Gentse zussen Hendrikje en Marion Meyvis geloven niet in klassieke ontwikkelingssamenwerking. Zomaar geld geven aan een goed doel is niks voor hen, zij willen iets betekenen. Daarom recycleren ze onze kledingoverschotten tot Marokkaanse “levenstapijten”. Visie reisde hun project, Carpet of Life, achterna tot in de Sahara en sprak met de tapijtenweefsters.
Op tien uur rijden van metropool Marrakech begint de Marokkaanse Sahara. Het is er dor, kurkdroog, gloeiend heet. Geen ideaal klimaat, al zeker niet voor de werkgelegenheid. Veel mannen trekken weg uit de streek, naar de steden, op zoek naar werk. De vrouwen blijven achter.
‘Ik ben de enige die werkt in mijn gezin’, getuigt Zarha Bounjab (35) als we haar ontmoeten in oasedorp Zawia. ‘We zijn met zeven thuis. Mijn vader is gestorven, mijn broer werkt niet. Ik zorg voor hem, mijn zussen en mijn mama.’
Traditie
Zarha is een van de projectleidsters van Carpet of Life. Die sociale onderneming verzamelt textieloverschotten van klanten in België en transporteert die naar de Sahara. Daar weven vrouwen zoals Zarha tapijten van, volgens hun eigen traditie. Die tapijten, op maat van wie de kledij doneert, worden weer naar België verstuurd en verkocht. Met de prijs van zo’n tapijt worden de weefsters een eerlijk loon uitbetaald.
We ontmoeten zeven weefsters en vier projectleidsters in het huis van Zohra Bahini (50) uit Zawia. Zij ontvangen ons met thee en veel koekjes. ‘Neem nog eentje’, klinkt het in het Arabisch. Wie zijn wij om daar nee op te zeggen.
Weggestoken
Weefster Zohra legt ons intussen uit waar de tapijten voor dienen. ‘We leggen de tapijten op de grond, om op te slapen, of gebruiken ze als dekens’, zegt ze.
In het huis van Zohra zien we op het eerste zicht inderdaad geen tapijten van oude kledij liggen. ‘Zeker vroeger staken de vrouwen de tapijten het liefst weg’, zegt Hendrikje. ‘Ze wilden niet tonen dat hun oude textiel ervoor gebruikt werd.’
Hendrikje en Marion zien de waarde van zo’n tapijt wél in. ‘Hier in België hebben we zoveel textiel over. Dat kunnen we recycleren. Denk aan de kleren die we zelf niet meer dragen, maar wel graag aangedaan hebben. Of kleren van iemand die overleden is, wat heel veel betekent voor wie achterblijft. Als daar tapijten van geweven worden, vertellen die tapijten een heel verhaal, een heel leven.’
‘We zijn blij dat we met de textieloverschotten uit België aan de slag kunnen’, zegt projectleidster Meryem Radouani (29). ‘Anders was onze traditie misschien al uitgestorven. Zo veel kleren op overschot hebben we niet. Als hier iemand sterft, geven we de kleren weg aan andere mensen in de dorpen.’
Hoeveel is fair?

- Opdracht -
Op hoeveel uur rijden van Marrakech begint de Marokkaanse Sahara volgens de tekst over Carpet of Life? De records vormen apart materiaal, los van de tekst over Carpet of Life.

- Records uit een dataset -
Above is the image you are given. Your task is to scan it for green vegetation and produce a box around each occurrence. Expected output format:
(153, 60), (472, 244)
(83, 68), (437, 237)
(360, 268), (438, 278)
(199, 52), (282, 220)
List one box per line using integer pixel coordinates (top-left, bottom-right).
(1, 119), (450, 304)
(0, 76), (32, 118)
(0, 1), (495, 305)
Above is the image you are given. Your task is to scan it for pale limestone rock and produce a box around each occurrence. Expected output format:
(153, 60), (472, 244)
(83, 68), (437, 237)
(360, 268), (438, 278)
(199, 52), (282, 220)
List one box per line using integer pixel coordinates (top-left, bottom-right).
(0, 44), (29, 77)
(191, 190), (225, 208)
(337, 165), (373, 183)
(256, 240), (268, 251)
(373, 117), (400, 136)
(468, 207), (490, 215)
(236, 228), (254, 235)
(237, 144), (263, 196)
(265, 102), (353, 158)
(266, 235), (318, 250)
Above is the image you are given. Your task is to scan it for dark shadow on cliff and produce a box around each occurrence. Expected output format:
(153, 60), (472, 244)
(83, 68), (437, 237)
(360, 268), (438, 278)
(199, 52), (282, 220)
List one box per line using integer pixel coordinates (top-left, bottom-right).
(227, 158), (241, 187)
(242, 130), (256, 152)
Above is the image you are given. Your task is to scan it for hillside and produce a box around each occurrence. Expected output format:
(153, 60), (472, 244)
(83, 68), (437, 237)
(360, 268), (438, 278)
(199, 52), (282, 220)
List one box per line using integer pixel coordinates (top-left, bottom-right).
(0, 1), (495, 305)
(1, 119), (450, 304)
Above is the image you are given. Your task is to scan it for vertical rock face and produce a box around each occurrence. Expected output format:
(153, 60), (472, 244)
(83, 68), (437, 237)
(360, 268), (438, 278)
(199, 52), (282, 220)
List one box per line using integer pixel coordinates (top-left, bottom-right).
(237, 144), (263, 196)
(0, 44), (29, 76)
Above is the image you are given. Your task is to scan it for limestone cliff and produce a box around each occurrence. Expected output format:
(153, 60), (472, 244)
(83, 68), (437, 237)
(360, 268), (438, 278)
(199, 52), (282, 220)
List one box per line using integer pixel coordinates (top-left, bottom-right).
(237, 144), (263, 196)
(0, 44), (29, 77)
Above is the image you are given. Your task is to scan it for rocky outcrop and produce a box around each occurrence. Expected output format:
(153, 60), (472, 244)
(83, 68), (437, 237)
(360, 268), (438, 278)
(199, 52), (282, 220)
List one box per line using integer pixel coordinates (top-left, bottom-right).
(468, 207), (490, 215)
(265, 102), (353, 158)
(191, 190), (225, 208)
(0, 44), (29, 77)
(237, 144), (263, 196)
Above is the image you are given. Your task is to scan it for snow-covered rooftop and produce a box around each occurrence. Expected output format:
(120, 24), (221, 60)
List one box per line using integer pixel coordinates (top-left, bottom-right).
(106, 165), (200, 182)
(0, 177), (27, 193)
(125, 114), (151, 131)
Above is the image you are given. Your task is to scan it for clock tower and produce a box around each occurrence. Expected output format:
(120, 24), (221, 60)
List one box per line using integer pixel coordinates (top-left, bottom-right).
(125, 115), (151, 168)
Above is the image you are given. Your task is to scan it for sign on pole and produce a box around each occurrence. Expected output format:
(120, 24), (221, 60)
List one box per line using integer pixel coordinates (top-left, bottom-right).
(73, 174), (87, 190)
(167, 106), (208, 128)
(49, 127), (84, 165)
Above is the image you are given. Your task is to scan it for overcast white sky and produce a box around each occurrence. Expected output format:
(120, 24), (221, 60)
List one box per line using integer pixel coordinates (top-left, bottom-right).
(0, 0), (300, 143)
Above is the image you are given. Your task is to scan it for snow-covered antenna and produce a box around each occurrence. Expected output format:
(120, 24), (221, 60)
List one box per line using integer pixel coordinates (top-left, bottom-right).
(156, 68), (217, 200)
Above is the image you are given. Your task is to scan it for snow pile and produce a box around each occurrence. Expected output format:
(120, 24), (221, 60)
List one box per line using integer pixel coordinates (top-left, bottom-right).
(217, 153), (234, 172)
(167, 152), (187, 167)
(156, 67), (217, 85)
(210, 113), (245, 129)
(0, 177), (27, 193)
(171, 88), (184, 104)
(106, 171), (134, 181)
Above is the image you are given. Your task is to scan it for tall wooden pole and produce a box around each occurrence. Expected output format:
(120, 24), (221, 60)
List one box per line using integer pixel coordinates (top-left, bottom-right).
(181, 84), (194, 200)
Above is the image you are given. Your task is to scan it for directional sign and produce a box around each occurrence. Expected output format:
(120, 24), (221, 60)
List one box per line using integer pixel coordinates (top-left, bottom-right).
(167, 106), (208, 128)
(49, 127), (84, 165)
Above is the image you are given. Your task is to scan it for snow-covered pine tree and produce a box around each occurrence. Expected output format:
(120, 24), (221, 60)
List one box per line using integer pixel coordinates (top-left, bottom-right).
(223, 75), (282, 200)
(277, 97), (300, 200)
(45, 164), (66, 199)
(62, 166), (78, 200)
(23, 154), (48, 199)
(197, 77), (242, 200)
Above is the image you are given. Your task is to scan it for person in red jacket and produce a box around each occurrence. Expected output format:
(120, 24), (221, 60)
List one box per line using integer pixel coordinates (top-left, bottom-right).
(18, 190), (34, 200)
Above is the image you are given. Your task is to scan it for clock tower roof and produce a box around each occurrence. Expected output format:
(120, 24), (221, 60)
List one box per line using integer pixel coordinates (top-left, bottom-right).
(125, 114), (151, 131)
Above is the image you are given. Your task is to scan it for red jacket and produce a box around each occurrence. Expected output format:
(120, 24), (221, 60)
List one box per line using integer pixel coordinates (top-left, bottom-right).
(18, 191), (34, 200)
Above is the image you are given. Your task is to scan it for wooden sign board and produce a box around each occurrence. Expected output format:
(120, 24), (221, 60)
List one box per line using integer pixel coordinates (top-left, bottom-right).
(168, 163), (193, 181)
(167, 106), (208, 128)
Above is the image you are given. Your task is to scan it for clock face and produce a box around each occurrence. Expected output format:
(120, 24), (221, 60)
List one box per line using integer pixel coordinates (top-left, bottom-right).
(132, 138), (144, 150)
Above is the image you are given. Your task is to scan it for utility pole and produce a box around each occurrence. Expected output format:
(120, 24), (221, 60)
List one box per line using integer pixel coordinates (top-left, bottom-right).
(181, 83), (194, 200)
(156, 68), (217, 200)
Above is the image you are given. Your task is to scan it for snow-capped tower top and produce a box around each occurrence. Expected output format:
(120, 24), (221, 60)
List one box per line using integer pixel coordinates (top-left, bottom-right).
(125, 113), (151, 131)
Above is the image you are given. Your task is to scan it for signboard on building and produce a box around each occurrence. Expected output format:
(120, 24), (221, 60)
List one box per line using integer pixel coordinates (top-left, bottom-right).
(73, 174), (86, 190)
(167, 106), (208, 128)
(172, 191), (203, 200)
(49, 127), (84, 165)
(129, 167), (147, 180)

- Antwoord -
Op tien uur rijden.